> _TASK DETAILS_: Repeat the data verbatim.

(Object location annotation data)
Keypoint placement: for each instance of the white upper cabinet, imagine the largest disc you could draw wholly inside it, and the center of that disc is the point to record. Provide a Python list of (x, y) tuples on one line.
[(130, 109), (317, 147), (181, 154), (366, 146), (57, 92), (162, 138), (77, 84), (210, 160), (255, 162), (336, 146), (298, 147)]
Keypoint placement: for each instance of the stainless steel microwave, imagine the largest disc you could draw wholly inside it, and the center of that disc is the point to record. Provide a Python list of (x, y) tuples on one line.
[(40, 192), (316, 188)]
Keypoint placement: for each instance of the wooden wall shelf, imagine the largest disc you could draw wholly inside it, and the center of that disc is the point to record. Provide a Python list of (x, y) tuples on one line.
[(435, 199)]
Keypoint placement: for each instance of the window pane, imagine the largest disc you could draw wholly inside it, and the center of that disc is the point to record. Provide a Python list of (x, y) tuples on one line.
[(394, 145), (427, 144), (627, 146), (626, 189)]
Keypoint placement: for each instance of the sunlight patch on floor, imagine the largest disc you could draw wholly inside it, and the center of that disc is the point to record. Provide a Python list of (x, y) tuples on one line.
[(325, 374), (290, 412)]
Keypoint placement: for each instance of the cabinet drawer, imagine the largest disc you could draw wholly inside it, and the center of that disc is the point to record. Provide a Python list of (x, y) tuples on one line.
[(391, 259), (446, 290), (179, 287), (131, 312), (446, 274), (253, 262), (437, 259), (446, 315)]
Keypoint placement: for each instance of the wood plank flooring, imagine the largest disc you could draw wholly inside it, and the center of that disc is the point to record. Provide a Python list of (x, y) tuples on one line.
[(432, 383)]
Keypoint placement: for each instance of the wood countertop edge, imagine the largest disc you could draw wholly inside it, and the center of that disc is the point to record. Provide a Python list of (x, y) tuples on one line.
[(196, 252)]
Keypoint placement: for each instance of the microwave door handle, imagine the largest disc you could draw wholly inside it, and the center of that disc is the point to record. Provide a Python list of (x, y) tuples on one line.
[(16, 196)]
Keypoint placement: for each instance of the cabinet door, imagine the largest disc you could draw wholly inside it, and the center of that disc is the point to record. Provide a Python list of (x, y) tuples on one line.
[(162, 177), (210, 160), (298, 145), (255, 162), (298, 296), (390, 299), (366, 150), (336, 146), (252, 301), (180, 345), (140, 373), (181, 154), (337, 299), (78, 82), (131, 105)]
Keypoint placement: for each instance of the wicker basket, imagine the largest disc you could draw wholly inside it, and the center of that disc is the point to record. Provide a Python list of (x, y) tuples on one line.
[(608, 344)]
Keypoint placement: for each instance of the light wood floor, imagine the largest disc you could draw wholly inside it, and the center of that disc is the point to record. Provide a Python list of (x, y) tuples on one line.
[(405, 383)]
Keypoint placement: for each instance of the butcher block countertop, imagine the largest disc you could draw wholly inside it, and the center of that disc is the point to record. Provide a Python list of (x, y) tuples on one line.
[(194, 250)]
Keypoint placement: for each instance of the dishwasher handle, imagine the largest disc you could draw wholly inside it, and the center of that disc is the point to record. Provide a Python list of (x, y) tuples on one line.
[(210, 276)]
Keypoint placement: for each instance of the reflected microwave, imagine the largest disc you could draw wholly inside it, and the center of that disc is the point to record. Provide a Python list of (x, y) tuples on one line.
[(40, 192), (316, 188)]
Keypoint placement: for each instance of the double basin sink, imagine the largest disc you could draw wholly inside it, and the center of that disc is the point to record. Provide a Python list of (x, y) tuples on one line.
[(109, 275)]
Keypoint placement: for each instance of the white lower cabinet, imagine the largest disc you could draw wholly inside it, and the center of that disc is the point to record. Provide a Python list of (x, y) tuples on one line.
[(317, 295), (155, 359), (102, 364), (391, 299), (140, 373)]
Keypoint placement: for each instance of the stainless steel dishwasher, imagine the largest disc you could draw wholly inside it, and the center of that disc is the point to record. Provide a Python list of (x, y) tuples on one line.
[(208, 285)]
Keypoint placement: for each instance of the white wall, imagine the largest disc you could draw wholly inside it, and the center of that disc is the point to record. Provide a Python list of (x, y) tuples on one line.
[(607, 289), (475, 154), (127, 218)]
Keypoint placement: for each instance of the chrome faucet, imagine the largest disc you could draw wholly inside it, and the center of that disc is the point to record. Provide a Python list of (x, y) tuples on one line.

> _THE ANSWER_:
Keypoint placement: for each instance of the white upper cabinet, imagine the largest disc you could draw wholly inside it, and the center of that disc is the point to record. Provide a Python list of (x, y) tuples on one line.
[(130, 109), (317, 147), (181, 154), (366, 146), (57, 92), (162, 138), (77, 84), (210, 160), (255, 162), (336, 146), (298, 147)]
Keypoint placement: for each instance of the stainless steel microwave, imagine the largest disc you could draw wholly inside it, and the center of that disc is the point to record. Provide a Python list of (x, y) tuples on one line.
[(40, 192), (316, 188)]
Keypoint placement: for each instance of the wooden wall shelf, imagine the largest disc you could draw wholly inside it, and the center of that disc is the point to record. Provide a Python list of (x, y) tuples on one line.
[(435, 199)]
Keypoint placement: for each instance of the window pane, imagine the largest disc you could draw wholly inside it, and the center of that disc is the point to record. Provide a Python list of (x, y) tuples on one line.
[(394, 145), (427, 144), (627, 146), (626, 189)]
Keypoint placement: for each instance of the sunlight patch on floor, imagine the largest disc you could draw wholly inside it, and the center of that disc is the point to record. Provide a Python list of (x, y) tuples on one line.
[(325, 374), (290, 412)]
Keypoint placement: for each instance of the cabinet drawer, imagine the largest disc you could draw wholly inside it, and the center of that disc is the point to record. Provide a Python list of (x, y) tuples on one line.
[(391, 259), (446, 290), (179, 287), (131, 312), (446, 274), (253, 262), (437, 259), (446, 315)]
Keypoint placement: for each instance of the wood plank flooring, imagine the largest disc you could draw wholly inside it, and the center of that disc is the point to record. Provide a Python list of (x, y) tuples on one line.
[(432, 383)]
Keypoint placement: for each instance of the wood countertop edge, imagine the largest disc you could draw wholly inside it, and the center of that disc is the point to record. Provide a Python list of (x, y) tuples on one line.
[(196, 252)]
Keypoint placement: for each instance of the microwave door handle, imagine the largest disc you could draw wholly inside it, and the center of that disc is the point to record. Provide a Python list of (x, y) tuples on one line.
[(16, 196)]
Keypoint placement: for each instance of the cabinet door, imagine the largest disc you could draw wholly inside it, and the center of that disc is the point to record. Provide a Python list of (x, y) tuples on one line.
[(162, 177), (210, 160), (298, 145), (255, 162), (298, 296), (390, 299), (366, 150), (336, 146), (252, 301), (180, 345), (140, 373), (181, 154), (337, 299), (78, 82), (131, 105)]
Keypoint placement: for each instance of the wicker basket, imagine the largest disc you could draw wholly inside it, and the center of that disc is the point to record. Provide a Python list of (x, y) tuples on one line.
[(608, 344)]
Keypoint placement: for each instance of the light wood floor, imagine the largest disc you could draw wholly inside it, and the center of that disc is the point to record. Provide a Python list of (x, y) tuples on one line.
[(405, 383)]
Keypoint placement: for each instance of the butcher block countertop, imagine the largest disc you could draw wholly inside it, and the center of that disc is the point to record. Provide a Python list of (x, y) tuples on one line.
[(194, 250)]
Keypoint placement: for each instance of the dishwasher handle, imagine the largest disc you could draw wholly inside it, and the center of that disc is the point to record. Provide a Python list of (x, y) tuples on one line.
[(210, 276)]
Keypoint placement: for each instance of the reflected microwave, imagine the largest disc you could draw wholly inside it, and the center of that disc is the point to record. Provide a Python list of (x, y) tuples on one line.
[(40, 192), (316, 188)]
Keypoint placement: for each instance of the double basin sink, imagine the largest disc you could draw wholly inside it, and the center of that disc is the point to record. Provide a Python list of (x, y) tuples on one line.
[(109, 275)]
Keypoint placement: for each instance of the white lower cabinet, imagine the largest disc you could draw wholly inside it, and the center of that disc is the point to record. Provide a Python list of (x, y) tuples on one line.
[(317, 295), (155, 359), (102, 364), (391, 299), (140, 373)]
Keypoint placement: for each instance of the stainless steel dishwasher, imagine the largest disc you could draw wholly inside it, and the center of that disc is the point to record. Provide a Python list of (x, y) tuples on one line.
[(208, 285)]
Keypoint placement: for each instance of the white wall, imagine the largest disc you could draw wholly inside it, and the center of that disc is the point to record. Provide a Python list of (x, y) tuples on one line.
[(607, 289), (475, 154), (127, 218)]
Keypoint placement: for each instance of the chrome faucet, imagine the largest disc you could draw wholly inside it, and the center of that disc is the point to record. Provide a Python list of (x, y) tuples on one line.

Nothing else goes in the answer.